### ЗАДАНИЕ
Ответьте по отрывку о чтении на три вопроса:
1. Каким средством названа книга в первом абзаце?
2. По какому признаку расставлены книги в личном шкафу?
3. Сколько костяшек в каждом ряду конторских счетов, которые служат образом книги?

### ОТРЫВОК ТЕКСТА
== == ==

Чтение есть процесс довольно странный, граничащий с гурманством, пиянством, сексом. Книга – средство Макропулоса, благодаря которому проживаешь дополнительные жизни, продумываешь не предусмотренные для тебя Создателем мысли. Тот, кто много читает, – долго, если не вечно, живет. Тело ссыхается или гниет; сознание профессионального читателя стремительно растет, захватывая все новые и новые территории. В момент смерти тело истинного читателя представляет собой белую точку на грифельной доске мира, которую вот-вот сотрет неумолимая тряпка Классного Руководителя. В этот момент его сознание становится всем миром, вливается в неделимую бесконечность.
Это – о символе веры читателя. Теперь – о технологии процесса. Лучшее чтение бессистемно; за исследованием о риторике эпохи поздних египетских фараонов следует австрийский роман о Первой мировой, за ним – стихи некоего паренька из Екатеринбурга. Хаос чтения не заклинаем разумом; он сам есть порождение некоего потустороннего Разума, который, кажется, и надиктовал все книги на свете. Единственный порядок, которому подчиняется настоящее чтение, – последовательность во времени; она же, в свою очередь, есть последовательность книг в пространстве – на полке, в шкафу. Прихоть библиофила размещает их по-разному: исходным принципом может быть алфавит, регионалистика, деление на жанры, цвет обложки или величина формата. В моем личном шкафу, содержимое которого я предоставляю на суд читателя, книги расставлены по году издания. И на то есть своя причина. Но об этом чуть позже.
Стиснутые чужой прихотью в своих четырехугольных деревянных гробах (в которых извиваются книжные черви), книги составляют слова, фразы, абзацы. Книжные полки, шкафы можно читать как сами книги, к тому же – по правилам разных языков: слева направо, справа налево, сверху вниз. Каждый раз смысл прочитанного будет новым. Мой «Книжный шкаф», предлагаемый вниманию просвещенного читателя, – книга; в воле каждого придумать свой собственный способ.
Образ этой книги – конторские счеты доэлектронной эпохи: знай себе щелкай костяшками. Раз, два, три… В каждом ряду ровно десять таких костяшек. Какие из них белые, а какие – черные, судить читателю. За этими счетами так приятно коротать жизнь. Сводить к счетам жизнь.

== == ==

### НАБОР ЗАПИСЕЙ
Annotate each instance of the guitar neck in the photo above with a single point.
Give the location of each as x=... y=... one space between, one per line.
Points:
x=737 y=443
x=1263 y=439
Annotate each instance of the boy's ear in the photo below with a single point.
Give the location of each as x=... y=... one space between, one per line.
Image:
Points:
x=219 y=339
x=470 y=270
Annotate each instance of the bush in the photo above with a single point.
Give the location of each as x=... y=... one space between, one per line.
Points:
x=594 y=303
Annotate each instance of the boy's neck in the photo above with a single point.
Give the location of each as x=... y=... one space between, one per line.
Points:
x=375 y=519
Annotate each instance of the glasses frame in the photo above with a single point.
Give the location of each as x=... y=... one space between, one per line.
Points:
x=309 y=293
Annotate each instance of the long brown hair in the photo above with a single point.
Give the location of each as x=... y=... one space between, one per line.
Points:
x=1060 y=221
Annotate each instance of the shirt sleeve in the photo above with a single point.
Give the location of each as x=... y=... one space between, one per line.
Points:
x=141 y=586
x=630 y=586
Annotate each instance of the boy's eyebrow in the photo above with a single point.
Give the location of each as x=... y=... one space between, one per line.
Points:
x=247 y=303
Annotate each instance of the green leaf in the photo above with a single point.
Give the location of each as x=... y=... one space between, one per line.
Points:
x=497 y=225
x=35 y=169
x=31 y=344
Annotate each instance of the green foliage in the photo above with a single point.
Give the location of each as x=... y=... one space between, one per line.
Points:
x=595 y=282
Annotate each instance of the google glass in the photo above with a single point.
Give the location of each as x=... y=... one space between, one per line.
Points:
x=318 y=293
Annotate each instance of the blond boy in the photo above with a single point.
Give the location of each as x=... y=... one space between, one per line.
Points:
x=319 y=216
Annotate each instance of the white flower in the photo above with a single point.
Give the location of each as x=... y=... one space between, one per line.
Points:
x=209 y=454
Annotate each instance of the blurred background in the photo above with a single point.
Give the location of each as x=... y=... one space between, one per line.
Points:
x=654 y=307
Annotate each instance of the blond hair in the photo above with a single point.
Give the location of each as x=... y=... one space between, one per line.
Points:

== == ==

### ПОЛНЫЙ ОТВЕТ
1. Книга названа средством Макропулоса.
2. Книги расставлены по году издания.
3. В каждом ряду ровно десять костяшек.